SELECTION ::
* Begin *
Interzone: the first anthology, edited by John Clute, Colin Greenland and David Pringle
Interzone: the second anthology, edited by John Clute, David Pringle, and Simon Ounsley
Pasquale’s Angel by Paul J McAuley
Red Dust by Paul J McAuley
Synners by Pat Cadigan
The Star Fraction by Ken MacLeod
The Stone Canal by Ken MacLeod
Let’s Put the Future Behind Us by Jack Womack
Babylon Babies by Maurice G Dantec
Was by Geoff Ryman
The Humanoids by Jack Williamson
The Deep by John Crowley
Roderick by John Sladek
The Shores of Light by Edmund Wilson
Classics and Commercials by Edmund Wilson

In my defence, (1) the last five came from Graham, with whom Nic and I stayed for the duration of the con, and who was having a book clear-out; (2) several of them are upgrades-to-hardback rather than additions to to-be-read; (3) I got six for £10; and (4) none of the others cost me more than £1.50. But still. I suppose this is what Mondays in the dealer’s room are for. (Oh, and I picked up several back-issues of Foundation as well.)

Notes:

  • I saw badge number 1501 today, although I gather that due to a technical hitch they didn’t actually use every single number, and that the final warm body count was something like 1300. Which is still double last year.
  • I discovered today that I hadn’t really ventured into the labyrinthine corridors of the Radisson. I thought I had, but no. It is more confusing than I could possibly have imagined. There are occasional internal windows, and you think, “how on earth have I ended up looking out over that?”
* End *
PROBLEM TO SOLVE ::
Rewrite the convention book-haul post from "In my defence, (1)" to "Foundation as well.)", putting "Sundays" in place of "Mondays".

EXTRACTED RECORDS ::
* Begin *
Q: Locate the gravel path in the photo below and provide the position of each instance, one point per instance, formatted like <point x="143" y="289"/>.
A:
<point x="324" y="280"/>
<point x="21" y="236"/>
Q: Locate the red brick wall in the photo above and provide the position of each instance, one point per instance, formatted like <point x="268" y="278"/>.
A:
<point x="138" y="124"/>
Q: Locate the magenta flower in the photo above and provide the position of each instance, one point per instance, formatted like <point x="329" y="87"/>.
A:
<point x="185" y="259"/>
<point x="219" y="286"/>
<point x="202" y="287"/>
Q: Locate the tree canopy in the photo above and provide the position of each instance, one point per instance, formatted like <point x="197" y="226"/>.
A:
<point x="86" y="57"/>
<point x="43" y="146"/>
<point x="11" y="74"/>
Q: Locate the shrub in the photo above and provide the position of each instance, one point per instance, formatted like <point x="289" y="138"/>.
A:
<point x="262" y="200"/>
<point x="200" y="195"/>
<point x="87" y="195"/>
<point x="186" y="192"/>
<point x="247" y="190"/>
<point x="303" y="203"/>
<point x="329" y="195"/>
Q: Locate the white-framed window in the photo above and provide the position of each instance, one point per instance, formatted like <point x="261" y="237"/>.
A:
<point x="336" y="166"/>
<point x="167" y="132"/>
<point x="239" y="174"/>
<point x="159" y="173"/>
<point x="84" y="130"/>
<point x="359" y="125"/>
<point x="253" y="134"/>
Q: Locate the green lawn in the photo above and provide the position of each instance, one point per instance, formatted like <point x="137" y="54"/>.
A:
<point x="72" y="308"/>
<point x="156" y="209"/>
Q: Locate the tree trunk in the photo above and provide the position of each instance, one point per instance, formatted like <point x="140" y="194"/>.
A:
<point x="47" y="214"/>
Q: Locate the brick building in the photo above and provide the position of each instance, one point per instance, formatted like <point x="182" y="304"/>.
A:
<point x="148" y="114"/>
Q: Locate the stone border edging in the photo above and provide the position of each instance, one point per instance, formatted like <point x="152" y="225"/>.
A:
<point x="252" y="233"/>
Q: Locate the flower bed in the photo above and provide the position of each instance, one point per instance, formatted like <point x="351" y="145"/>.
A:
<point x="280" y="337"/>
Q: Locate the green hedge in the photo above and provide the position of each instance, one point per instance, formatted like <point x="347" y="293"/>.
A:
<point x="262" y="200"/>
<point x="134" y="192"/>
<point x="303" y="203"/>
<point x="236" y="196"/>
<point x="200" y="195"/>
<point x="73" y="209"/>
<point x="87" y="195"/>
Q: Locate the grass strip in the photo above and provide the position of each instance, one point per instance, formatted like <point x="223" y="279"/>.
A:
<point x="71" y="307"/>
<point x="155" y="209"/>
* End *
ANSWER BELOW ::
In my defence, (1) the last five came from Graham, with whom Nic and I stayed for the duration of the con, and who was having a book clear-out; (2) several of them are upgrades-to-hardback rather than additions to to-be-read; (3) I got six for £10; and (4) none of the others cost me more than £1.50. But still. I suppose this is what Sundays in the dealer’s room are for. (Oh, and I picked up several back-issues of Foundation as well.)